* WRITTEN REQUEST *
Repeat the lines of the data word for word, from the start of the data through the line containing "M 361 152 L", including that line. Leave out the pictures.

** START DATASET ROWS **

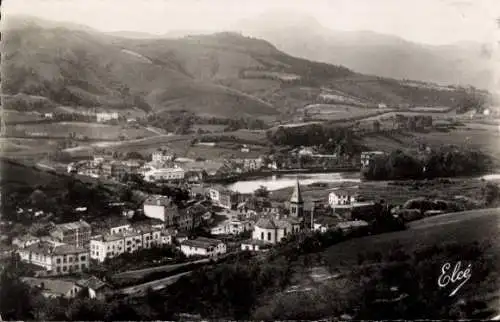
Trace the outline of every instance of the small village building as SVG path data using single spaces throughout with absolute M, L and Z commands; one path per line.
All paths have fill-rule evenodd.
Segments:
M 62 297 L 71 299 L 75 298 L 82 290 L 82 287 L 75 281 L 69 280 L 35 277 L 23 277 L 21 280 L 30 287 L 38 288 L 46 298 Z
M 76 285 L 87 291 L 87 295 L 91 299 L 105 300 L 113 292 L 111 285 L 95 276 L 78 280 Z
M 344 221 L 337 224 L 337 229 L 340 229 L 345 233 L 353 232 L 368 227 L 369 224 L 364 220 Z
M 30 245 L 36 244 L 40 242 L 40 238 L 35 237 L 30 234 L 22 235 L 19 237 L 14 237 L 12 239 L 12 245 L 17 246 L 18 248 L 26 248 Z
M 226 253 L 226 244 L 218 239 L 198 237 L 181 242 L 181 251 L 186 256 L 216 257 Z
M 95 116 L 96 116 L 97 122 L 99 122 L 99 123 L 109 122 L 111 120 L 117 120 L 118 119 L 118 113 L 117 112 L 96 113 Z
M 166 227 L 174 226 L 176 207 L 169 197 L 162 195 L 149 196 L 144 201 L 143 210 L 146 217 L 161 220 Z
M 238 235 L 252 231 L 254 224 L 249 220 L 230 220 L 210 230 L 212 235 Z
M 300 189 L 299 180 L 297 179 L 293 189 L 292 196 L 290 197 L 290 215 L 296 218 L 304 217 L 304 199 Z
M 173 181 L 184 179 L 186 172 L 181 167 L 152 169 L 144 173 L 144 180 L 154 181 Z
M 92 228 L 84 220 L 56 225 L 50 235 L 60 242 L 76 247 L 88 247 Z
M 89 251 L 72 245 L 40 242 L 20 249 L 21 261 L 45 268 L 49 275 L 84 272 L 89 268 Z
M 123 253 L 161 245 L 161 230 L 151 227 L 96 236 L 90 241 L 90 257 L 99 262 Z
M 248 239 L 241 242 L 241 250 L 248 250 L 252 252 L 260 252 L 269 249 L 270 244 L 263 240 Z
M 361 152 L 361 166 L 368 167 L 376 157 L 385 155 L 382 151 Z
M 328 204 L 331 207 L 350 205 L 356 202 L 356 195 L 348 190 L 338 189 L 328 194 Z
M 254 226 L 252 239 L 277 244 L 289 234 L 300 231 L 301 221 L 296 217 L 275 218 L 273 216 L 260 218 Z
M 210 199 L 219 207 L 225 209 L 236 209 L 240 195 L 222 186 L 211 187 L 208 191 Z
M 151 154 L 153 163 L 167 163 L 175 159 L 175 153 L 168 148 L 159 149 Z

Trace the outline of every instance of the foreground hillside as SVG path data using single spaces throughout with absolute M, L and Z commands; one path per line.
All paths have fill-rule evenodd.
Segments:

** END DATASET ROWS **

* EXERCISE SOLUTION *
Trace the outline of every instance of the small village building as SVG path data using single spaces throughout with absolute M, L and Z commands; one path per line.
All paths have fill-rule evenodd.
Segments:
M 62 297 L 71 299 L 75 298 L 82 290 L 82 287 L 75 281 L 69 280 L 35 277 L 23 277 L 21 280 L 30 287 L 38 288 L 46 298 Z
M 76 285 L 87 291 L 87 295 L 91 299 L 105 300 L 113 292 L 111 285 L 95 276 L 78 280 Z
M 344 221 L 337 224 L 337 229 L 340 229 L 345 233 L 353 232 L 368 227 L 369 224 L 364 220 Z
M 30 245 L 36 244 L 40 242 L 40 238 L 35 237 L 30 234 L 22 235 L 19 237 L 14 237 L 12 239 L 12 245 L 17 246 L 18 248 L 26 248 Z
M 226 253 L 226 244 L 218 239 L 198 237 L 181 242 L 181 251 L 186 256 L 216 257 Z
M 95 116 L 96 116 L 97 122 L 99 122 L 99 123 L 109 122 L 111 120 L 117 120 L 118 119 L 118 113 L 117 112 L 96 113 Z
M 166 227 L 174 226 L 176 207 L 169 197 L 162 195 L 149 196 L 144 201 L 143 210 L 146 217 L 161 220 Z
M 238 235 L 252 231 L 254 224 L 249 220 L 230 220 L 210 230 L 212 235 Z
M 300 189 L 299 180 L 297 179 L 293 189 L 292 196 L 290 197 L 290 215 L 296 218 L 304 217 L 304 199 Z
M 173 181 L 184 179 L 186 172 L 181 167 L 152 169 L 144 173 L 144 180 L 154 181 Z
M 92 228 L 84 220 L 56 225 L 50 235 L 60 242 L 76 247 L 88 247 Z
M 89 251 L 72 245 L 40 242 L 20 249 L 21 261 L 45 268 L 49 275 L 84 272 L 89 268 Z
M 123 253 L 161 245 L 161 230 L 151 227 L 96 236 L 90 241 L 90 257 L 99 262 Z
M 248 239 L 241 242 L 241 250 L 248 250 L 252 252 L 260 252 L 269 249 L 270 244 L 263 240 Z
M 361 152 L 361 166 L 368 167 L 376 157 L 385 155 L 382 151 Z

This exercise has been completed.